Study text
--- START ---

In childhood cancer patients, the cancer treatment may adversely interfere with the patients’ physical and mental ability to engage in PA. Several determinants are known to influence motor function. Chemotherapy can result in anemia, decreased oxygen transport to the muscles, and reduced muscle function [10]; the use of vincristine can result in peripheral neuropathy with muscle weakness in hands and feet, while anthracyclines may impair cardiac function, and bleomycin may result in decreased lung function due to pulmonary fibrosis [11]. Also, mechanical factors are important, such as decreased motor function after an amputation in bone tumor patients [12] or ataxia following brain tumor treatment [13]. Apart from clear physical factors, being fatigued, as well as having depressive symptoms, may also negatively influence PA [14].

Previous studies, using an accelerometer to objectively measure PA, showed that childhood cancer patients have low PA levels [4, 5, 15, 16]. These studies, however, were performed in small groups and did not study the association between PA and CRF.

Only recently, both in children and adults, sedentary behavior (SB) has been introduced as a new important negative factor for health [17]. SB is defined as activities that typically require low-energy expenditure, such as sitting on the couch [18]. Frequent and prolonged sitting periods puts a person at risk for obesity and other metabolic conditions that enhance the risk of chronic diseases (e.g., type 2 diabetes, cardiovascular disease, breast and colon cancer) [1921]. Children with cancer are already at increased risk for chronic diseases; therefore, assessing SB in children with cancer is important [22]. Through questionnaires, one study found that 9 % of the children with cancer left their bed for less than 1 h while 44 % of the questioned patients reported to leave their bed over 10 h per day during homestays [23]. Up till now, no studies objectively measured SB in childhood cancer patients.

This study aimed to assess CRF in childhood cancer patients during or shortly after treatment and to evaluate the association with objectively measured PA and SB. In addition, the impact of several physical and psychosocial factors on PA and SB was assessed in order to identify targets for future interventions aimed at stimulating PA and decreasing SB to ultimately increase CRF and HrQoL.

Methods

Study population

This study is a cross-sectional study using the baseline data of a randomized controlled trial (RCT), evaluating the effects of a combined 12-week exercise and psychosocial training program for children with cancer on physical fitness and HrQoL (the Quality of Life in Motion [QLIM] study). Details on the design of this study had been described previously [24].

--- END ---

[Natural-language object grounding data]
--- START ---

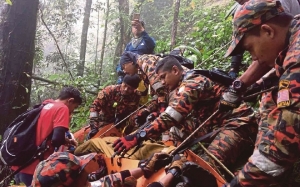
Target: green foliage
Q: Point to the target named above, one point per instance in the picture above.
(8, 2)
(202, 31)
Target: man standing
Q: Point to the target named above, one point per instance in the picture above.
(197, 96)
(272, 37)
(114, 103)
(290, 6)
(54, 118)
(141, 43)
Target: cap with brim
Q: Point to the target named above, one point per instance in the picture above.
(60, 169)
(253, 13)
(132, 80)
(128, 57)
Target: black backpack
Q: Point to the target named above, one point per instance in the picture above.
(182, 60)
(19, 141)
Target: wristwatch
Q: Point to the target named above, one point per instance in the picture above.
(174, 172)
(142, 134)
(238, 85)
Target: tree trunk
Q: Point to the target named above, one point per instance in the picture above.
(85, 28)
(97, 41)
(104, 38)
(17, 35)
(123, 10)
(175, 23)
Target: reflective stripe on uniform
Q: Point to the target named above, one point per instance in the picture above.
(266, 165)
(174, 114)
(93, 114)
(157, 86)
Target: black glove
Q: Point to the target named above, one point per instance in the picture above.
(177, 162)
(124, 144)
(155, 162)
(152, 116)
(191, 172)
(141, 117)
(233, 74)
(94, 129)
(229, 100)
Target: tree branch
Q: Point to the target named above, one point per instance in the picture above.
(65, 63)
(57, 83)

--- END ---

Task directions
Please pick up the study text on physical activity in children with cancer after its last sentence and continue it. The rows have nothing to do with this work.

Response to this exercise
Eligible children were 8–18 years old, diagnosed with any type of malignancy, treated with chemotherapy and/or radiotherapy, during or within the first year after cancer treatment. Patients who were not able to make self-reflections (children <8 years old or with a mental retardation), who received growth hormones, who were planned for stem cell transplantation, and those who were not able to ride a bike or read and write Dutch were excluded.

Patients were recruited between March 2009 and July 2013. Eligible patients were identified through patient databases by pediatric oncologists, a study-researcher, or a research nurse of the pediatric oncology/hematology departments within four university hospitals in the Netherlands: VU University Medical Center Amsterdam, Academic Medical Center Amsterdam, Erasmus MC Rotterdam, and University Medical Center, Utrecht. Patient records and the clinic data were weekly reviewed to verify eligibility. When children needed to be hospitalized, and when clinical conditions (low blood counts, infections, or others) made participation impossible (as assessed by their treating physician), children were considered unable to start study participation, and therefore the start of the study was postponed. Both patients and their parents or legal representatives received spoken and written information and provided written informed consent as by approval of the medical ethics committees of the four participating hospitals and was performed according to the 1964 Declaration of Helsinki. Register; Dutch Trial Registry number NTR1531.

Procedure

Study data were obtained at the university hospital of the child. Children were assessed on CRF, muscle strength, and body composition. Child report questionnaires were used to measure psychosocial functioning. In the week after the study measurements, an accelerometer was used to measure PA and SB. Clinical data, such as data on cancer diagnosis, treatments, and complications, were obtained from medical records.

Measures

CRF was assessed during a cardiopulmonary exercise test on an electronically braked cycle ergometer (Lode, Corival P, ProCare B.V. Groningen, the Netherlands) using the Godfrey protocol. During the test, ventilatory gas exchange data were determined breath by breath. The peak oxygen uptake (VO2peak) was calculated as the mean value of the final 30 s of the test and expressed in milliliters per kilogram per minute (ml/kg/min). Predicted values for VO2peak were calculated from an age- and sex-based equation [25]. Measured VO2peak results were compared with these predicted values.

Physical activity and sedentary behavior

PA and SB of each patient were measured by the Actical activity monitor (B series, Philips Respironics Actical MiniMitter, Murrysville, PA, USA). The Actical is an accelerometer (37 × 29 × 11 mm) which has been validated in children between 7–18 years of age [26]. The receiver operating characteristic curves were 0.85, 0.93, and 0.95 for a sedentary to light, light to moderate, and a moderate to vigorous activity level, respectively [26]. The Actical accelerometer was attached to an elastic waist belt and worn on the left hip during daytime at waking hours (between 6:00 a.m. and 11:59 p.m.) for four consecutive days (Wednesday–Saturday). The device was removed while bathing or swimming.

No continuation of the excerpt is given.